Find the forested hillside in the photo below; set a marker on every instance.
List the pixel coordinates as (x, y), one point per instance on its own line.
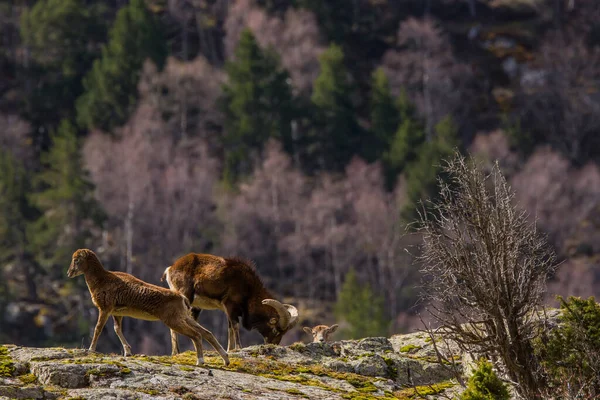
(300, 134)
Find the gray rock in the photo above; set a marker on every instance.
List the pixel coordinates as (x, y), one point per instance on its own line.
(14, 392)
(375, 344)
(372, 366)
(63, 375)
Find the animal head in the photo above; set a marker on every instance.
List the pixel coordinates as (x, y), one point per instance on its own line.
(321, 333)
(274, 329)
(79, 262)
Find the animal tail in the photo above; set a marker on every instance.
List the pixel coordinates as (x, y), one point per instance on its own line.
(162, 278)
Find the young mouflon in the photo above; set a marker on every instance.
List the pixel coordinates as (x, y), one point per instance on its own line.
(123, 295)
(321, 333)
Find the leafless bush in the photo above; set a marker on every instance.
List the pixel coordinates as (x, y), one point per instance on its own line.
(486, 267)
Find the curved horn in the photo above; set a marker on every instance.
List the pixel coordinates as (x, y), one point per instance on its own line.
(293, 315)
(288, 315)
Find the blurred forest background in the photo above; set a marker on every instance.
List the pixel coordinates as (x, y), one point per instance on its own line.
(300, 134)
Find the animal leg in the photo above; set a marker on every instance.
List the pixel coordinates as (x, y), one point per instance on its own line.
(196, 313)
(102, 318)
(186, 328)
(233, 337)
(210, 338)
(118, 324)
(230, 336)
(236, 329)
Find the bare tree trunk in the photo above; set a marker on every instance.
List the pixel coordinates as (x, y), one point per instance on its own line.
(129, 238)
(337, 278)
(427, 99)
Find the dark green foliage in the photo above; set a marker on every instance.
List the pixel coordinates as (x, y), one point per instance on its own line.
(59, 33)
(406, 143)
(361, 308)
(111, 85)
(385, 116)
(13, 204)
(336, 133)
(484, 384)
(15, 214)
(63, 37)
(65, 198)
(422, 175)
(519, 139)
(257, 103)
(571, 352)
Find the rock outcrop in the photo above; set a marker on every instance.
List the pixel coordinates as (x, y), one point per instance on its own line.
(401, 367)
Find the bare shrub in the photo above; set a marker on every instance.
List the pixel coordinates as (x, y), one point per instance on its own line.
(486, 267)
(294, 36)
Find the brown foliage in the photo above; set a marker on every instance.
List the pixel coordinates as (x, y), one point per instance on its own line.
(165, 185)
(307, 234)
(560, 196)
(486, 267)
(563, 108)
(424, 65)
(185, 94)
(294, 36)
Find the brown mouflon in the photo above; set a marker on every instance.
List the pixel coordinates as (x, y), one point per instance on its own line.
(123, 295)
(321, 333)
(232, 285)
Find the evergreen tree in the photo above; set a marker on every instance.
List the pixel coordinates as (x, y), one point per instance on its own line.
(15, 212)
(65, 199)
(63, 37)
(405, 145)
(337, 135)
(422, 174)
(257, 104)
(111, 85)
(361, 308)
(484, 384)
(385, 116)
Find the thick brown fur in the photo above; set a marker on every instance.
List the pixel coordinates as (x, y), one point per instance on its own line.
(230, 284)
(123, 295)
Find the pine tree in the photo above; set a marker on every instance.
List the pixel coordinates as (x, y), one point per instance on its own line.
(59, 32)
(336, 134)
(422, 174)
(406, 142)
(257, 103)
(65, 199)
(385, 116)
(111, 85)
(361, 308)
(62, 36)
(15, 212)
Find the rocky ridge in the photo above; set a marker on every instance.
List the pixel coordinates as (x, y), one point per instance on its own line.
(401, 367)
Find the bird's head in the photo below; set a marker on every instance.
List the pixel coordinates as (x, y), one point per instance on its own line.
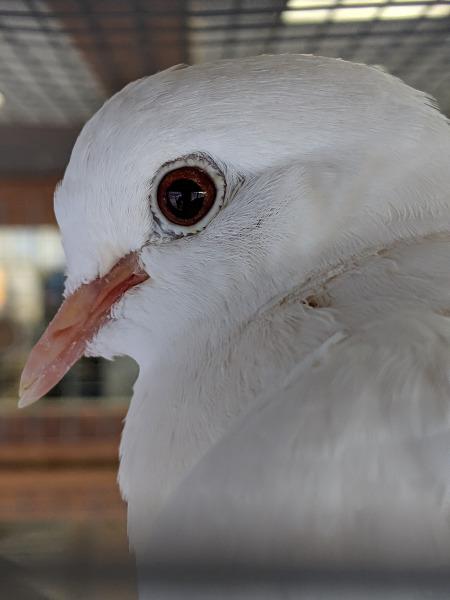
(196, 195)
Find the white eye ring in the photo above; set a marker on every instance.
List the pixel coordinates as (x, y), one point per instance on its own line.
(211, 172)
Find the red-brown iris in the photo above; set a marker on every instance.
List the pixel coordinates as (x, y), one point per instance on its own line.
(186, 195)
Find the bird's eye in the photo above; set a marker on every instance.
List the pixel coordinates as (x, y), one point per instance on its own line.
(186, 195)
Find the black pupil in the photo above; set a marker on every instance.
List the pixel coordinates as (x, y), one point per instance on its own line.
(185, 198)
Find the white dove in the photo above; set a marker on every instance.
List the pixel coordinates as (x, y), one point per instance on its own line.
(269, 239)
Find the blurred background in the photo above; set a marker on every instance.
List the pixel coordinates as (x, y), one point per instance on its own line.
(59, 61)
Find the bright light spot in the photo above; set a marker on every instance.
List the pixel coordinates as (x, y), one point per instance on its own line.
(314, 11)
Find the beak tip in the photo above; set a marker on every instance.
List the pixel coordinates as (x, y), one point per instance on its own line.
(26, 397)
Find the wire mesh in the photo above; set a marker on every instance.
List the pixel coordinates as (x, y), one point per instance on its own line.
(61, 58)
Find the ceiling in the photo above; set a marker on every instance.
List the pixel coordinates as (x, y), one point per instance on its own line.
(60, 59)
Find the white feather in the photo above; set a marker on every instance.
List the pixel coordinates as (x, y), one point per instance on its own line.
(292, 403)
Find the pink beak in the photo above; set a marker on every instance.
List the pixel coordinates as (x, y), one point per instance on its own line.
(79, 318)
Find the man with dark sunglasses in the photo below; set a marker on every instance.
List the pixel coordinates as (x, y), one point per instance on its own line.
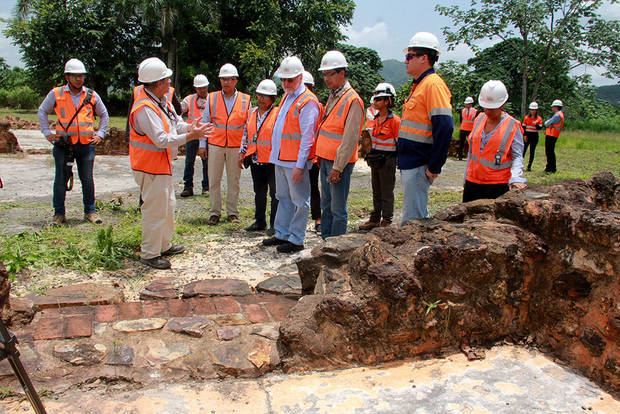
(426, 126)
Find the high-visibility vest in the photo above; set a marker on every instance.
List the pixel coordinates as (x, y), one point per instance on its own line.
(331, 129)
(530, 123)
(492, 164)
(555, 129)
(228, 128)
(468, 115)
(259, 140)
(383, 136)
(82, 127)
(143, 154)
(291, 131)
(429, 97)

··········

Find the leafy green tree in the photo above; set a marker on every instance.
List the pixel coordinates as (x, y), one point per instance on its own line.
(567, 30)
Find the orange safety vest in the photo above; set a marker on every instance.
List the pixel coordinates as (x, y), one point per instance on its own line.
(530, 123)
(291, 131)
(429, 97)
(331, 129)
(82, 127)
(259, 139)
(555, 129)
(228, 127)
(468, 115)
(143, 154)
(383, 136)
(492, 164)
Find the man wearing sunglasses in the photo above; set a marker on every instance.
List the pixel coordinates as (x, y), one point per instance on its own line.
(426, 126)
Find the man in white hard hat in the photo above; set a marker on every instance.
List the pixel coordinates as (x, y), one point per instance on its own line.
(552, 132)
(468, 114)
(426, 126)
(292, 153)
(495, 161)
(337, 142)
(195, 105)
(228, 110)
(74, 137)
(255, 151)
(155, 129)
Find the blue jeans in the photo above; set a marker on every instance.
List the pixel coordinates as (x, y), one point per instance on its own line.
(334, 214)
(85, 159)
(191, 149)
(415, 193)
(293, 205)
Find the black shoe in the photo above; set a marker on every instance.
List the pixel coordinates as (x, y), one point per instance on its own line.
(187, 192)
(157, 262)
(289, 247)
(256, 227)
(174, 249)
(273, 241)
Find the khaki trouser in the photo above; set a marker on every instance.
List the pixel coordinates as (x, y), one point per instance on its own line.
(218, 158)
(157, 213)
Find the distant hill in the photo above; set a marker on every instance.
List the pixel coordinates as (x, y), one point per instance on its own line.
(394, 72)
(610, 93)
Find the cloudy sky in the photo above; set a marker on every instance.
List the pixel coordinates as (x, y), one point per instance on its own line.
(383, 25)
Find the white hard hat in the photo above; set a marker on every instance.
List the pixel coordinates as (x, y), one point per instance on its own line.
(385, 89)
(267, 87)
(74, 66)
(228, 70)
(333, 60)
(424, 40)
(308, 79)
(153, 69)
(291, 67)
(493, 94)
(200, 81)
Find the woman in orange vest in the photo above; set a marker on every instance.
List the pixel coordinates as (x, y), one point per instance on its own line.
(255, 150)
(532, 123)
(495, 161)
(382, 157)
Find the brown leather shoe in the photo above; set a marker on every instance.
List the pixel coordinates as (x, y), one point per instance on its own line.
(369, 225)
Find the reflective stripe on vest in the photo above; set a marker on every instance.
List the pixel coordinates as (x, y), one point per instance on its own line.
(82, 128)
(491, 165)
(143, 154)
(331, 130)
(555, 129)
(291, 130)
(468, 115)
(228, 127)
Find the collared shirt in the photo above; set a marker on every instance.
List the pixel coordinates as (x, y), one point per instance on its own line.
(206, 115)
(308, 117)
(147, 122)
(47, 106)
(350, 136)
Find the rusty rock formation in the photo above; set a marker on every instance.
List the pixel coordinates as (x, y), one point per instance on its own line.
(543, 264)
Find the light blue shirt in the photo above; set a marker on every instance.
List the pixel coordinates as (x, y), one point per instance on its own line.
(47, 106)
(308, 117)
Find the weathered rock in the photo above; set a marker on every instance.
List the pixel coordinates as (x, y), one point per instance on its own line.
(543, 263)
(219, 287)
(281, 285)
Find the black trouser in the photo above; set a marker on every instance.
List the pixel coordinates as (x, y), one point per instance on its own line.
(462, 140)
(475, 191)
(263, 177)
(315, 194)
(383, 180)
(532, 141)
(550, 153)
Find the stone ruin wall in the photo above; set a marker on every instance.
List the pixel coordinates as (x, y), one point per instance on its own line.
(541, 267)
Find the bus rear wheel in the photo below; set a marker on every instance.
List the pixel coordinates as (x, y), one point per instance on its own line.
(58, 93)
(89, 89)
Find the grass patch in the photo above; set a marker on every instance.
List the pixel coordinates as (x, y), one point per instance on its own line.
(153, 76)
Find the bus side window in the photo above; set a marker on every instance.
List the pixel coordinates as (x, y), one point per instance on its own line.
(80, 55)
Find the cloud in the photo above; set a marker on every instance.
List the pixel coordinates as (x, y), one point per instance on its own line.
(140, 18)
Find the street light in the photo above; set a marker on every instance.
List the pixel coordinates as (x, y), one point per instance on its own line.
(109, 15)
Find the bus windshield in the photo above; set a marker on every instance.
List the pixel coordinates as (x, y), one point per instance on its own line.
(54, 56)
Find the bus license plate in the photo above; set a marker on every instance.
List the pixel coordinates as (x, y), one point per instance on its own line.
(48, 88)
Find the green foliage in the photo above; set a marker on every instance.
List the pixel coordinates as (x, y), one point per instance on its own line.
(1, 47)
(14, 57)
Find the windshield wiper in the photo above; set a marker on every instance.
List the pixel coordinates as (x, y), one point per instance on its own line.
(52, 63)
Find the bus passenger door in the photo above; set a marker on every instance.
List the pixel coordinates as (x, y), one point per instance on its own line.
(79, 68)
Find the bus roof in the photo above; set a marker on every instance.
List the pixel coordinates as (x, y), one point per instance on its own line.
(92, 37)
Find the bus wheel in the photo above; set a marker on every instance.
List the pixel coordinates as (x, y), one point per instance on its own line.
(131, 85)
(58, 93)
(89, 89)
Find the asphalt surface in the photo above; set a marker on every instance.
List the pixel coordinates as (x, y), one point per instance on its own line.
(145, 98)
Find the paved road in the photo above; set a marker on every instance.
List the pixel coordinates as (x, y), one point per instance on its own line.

··········

*DIRECTIVE*.
Show every line of the listing above that contains the word "wheel", copying each such line in full.

*OUTPUT OF THE TASK*.
Find the bus rear wheel in the photo below; set a marker on every instance.
Find the bus wheel in the photo above; set a marker on every instance.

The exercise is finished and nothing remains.